> _Material shown_:
# # #
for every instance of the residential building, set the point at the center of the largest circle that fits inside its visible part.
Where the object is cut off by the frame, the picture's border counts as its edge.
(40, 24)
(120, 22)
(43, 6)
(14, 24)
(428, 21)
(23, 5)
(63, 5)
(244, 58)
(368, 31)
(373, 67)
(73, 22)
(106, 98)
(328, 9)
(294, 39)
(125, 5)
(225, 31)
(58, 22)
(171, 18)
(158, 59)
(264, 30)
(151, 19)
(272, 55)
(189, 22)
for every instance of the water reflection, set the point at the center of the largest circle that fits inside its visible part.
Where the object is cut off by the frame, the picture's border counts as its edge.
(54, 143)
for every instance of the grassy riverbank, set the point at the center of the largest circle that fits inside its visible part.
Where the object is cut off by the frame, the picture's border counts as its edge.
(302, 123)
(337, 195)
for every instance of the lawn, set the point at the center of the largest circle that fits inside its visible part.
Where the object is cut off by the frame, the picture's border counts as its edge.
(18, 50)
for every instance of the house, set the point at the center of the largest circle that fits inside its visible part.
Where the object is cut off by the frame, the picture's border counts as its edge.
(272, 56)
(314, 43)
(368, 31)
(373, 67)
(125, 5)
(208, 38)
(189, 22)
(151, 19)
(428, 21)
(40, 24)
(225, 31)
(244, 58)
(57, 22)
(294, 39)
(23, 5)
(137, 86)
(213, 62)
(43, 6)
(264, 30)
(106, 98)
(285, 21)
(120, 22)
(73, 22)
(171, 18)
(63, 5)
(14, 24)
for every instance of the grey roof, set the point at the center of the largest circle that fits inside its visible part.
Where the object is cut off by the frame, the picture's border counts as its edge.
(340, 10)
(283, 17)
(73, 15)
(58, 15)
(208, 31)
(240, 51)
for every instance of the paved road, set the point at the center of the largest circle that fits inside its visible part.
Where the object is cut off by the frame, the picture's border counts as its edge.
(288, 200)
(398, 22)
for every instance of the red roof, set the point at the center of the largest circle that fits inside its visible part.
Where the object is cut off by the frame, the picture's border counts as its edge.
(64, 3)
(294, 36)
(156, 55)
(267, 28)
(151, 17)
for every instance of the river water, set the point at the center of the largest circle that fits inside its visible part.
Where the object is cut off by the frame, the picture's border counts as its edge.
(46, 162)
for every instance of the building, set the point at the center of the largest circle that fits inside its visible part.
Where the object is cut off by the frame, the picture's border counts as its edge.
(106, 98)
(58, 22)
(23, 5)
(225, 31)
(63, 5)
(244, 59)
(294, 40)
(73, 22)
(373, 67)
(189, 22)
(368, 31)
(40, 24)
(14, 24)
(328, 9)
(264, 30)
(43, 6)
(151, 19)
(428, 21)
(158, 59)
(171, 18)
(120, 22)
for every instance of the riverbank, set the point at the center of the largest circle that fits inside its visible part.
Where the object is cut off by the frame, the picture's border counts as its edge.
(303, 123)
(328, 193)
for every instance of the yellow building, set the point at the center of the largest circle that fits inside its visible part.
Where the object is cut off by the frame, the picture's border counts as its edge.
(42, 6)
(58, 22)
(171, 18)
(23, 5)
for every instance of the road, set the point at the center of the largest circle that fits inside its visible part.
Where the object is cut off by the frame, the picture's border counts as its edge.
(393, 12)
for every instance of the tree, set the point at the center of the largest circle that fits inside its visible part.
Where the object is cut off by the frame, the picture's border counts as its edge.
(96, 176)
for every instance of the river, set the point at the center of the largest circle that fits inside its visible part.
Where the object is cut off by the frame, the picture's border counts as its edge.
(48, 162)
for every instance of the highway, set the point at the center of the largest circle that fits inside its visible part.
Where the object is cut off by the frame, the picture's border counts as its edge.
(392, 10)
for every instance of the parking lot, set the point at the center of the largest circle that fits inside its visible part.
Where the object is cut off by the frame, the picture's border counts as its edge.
# # #
Each record must be printed again, word for word, with nothing dropped.

for every instance of the residential building, set the point at the center of the largest circle that fits inside its visible part.
Where the object is cut off by the frame, the picture's border counts as its edge.
(40, 24)
(120, 22)
(43, 6)
(14, 24)
(428, 21)
(23, 5)
(63, 5)
(244, 58)
(368, 31)
(373, 67)
(73, 22)
(106, 98)
(328, 9)
(294, 39)
(125, 5)
(225, 31)
(58, 22)
(171, 18)
(158, 59)
(264, 30)
(151, 19)
(272, 55)
(189, 22)
for every instance of the water reflection, set the point at the center of the largest circle that fits inside its visible part.
Where the object is cut off by the frame, the picture's border counts as its edge.
(54, 143)
for every instance of the grassy riverbank, set the point at the center of the largest circle that fits inside its visible part.
Where the object is cut off by the frame, the picture's border counts as its edge.
(302, 123)
(337, 195)
for every instance of the lawn, set the point at the center of the largest circle that fits inside its visible part.
Where the object is cut off by the frame, the picture's border counts as its edge.
(18, 50)
for every instance of the house, set the point at the center of the largest circle that fits inside its visible part.
Where the object is cut off by the frame, the picture's border counts as its edge.
(272, 56)
(314, 43)
(368, 31)
(373, 67)
(125, 5)
(208, 38)
(189, 22)
(151, 19)
(428, 21)
(40, 24)
(225, 31)
(244, 58)
(57, 22)
(294, 39)
(23, 5)
(137, 86)
(213, 62)
(43, 6)
(264, 30)
(106, 98)
(285, 21)
(120, 22)
(73, 22)
(171, 18)
(63, 5)
(14, 24)
for every instance of the grey roof, set the point at the center of the largest circle that fits inside its visible part.
Where the object is cut off by the frame, the picture's border counts as its edge.
(340, 10)
(283, 17)
(73, 15)
(58, 15)
(208, 31)
(240, 51)
for every instance of the paved road, set the point at the center of the largest circle that fits inside its visible part.
Where the object is cut off by the frame, the picture's border counts as its edge.
(288, 200)
(398, 22)
for every instance of the red roof, set the point at the center of the largest circle that fits inside its visible part.
Where the object is cut off by the frame, the picture's border counts as its edge.
(64, 3)
(294, 36)
(156, 55)
(267, 28)
(151, 17)
for every instance of the river water, set the point at the center of the largest circle that fits inside its visible part.
Where the object is cut off by the frame, the picture's border counts as its edge.
(46, 162)
for every instance of the building, set the point at the center of the largest circle that fits inside its visible part.
Where the object is cut off by the frame, the picture's border counts as its edge.
(106, 98)
(58, 22)
(23, 5)
(225, 31)
(63, 5)
(244, 59)
(294, 40)
(73, 22)
(373, 67)
(189, 22)
(368, 31)
(40, 24)
(14, 24)
(328, 9)
(264, 30)
(43, 6)
(151, 19)
(428, 21)
(158, 59)
(171, 18)
(120, 22)
for every instance of the riverbank, set the point at the center of the largest circle that fits inside its visible part.
Where the object is cut off by the frame, the picture's border counts as its edge.
(303, 123)
(328, 193)
for every instance of the yellow building, set the point at the center of the largest circle that fits inside its visible part.
Where the object is cut off by the frame, the picture's border counts as its edge.
(42, 6)
(58, 22)
(171, 18)
(23, 5)
for every instance of the road, set the point at the center of the largest circle that fits inside its visible part.
Where the object is cut off by the frame, the picture's border counts as its edge.
(393, 12)
for every instance of the tree, set the point at the center of the largest circle that fits inside its visible part.
Where the object is cut off by the frame, the picture's border counts as its edge.
(96, 176)
for every instance of the river, set the point at the center of the largest circle that fits inside its visible part.
Where the object is cut off by the frame, the picture's border counts as its edge.
(48, 162)
for every instance of the highway, set the point at the center of the largest circle that fits inside its visible part.
Where the object is cut off by the frame, the picture's border counts as its edge.
(392, 10)
for every instance of the parking lot, set the point at the center of the largest circle that fits inside its visible part.
Where the object is cut off by the frame, the picture's border counts as its edge.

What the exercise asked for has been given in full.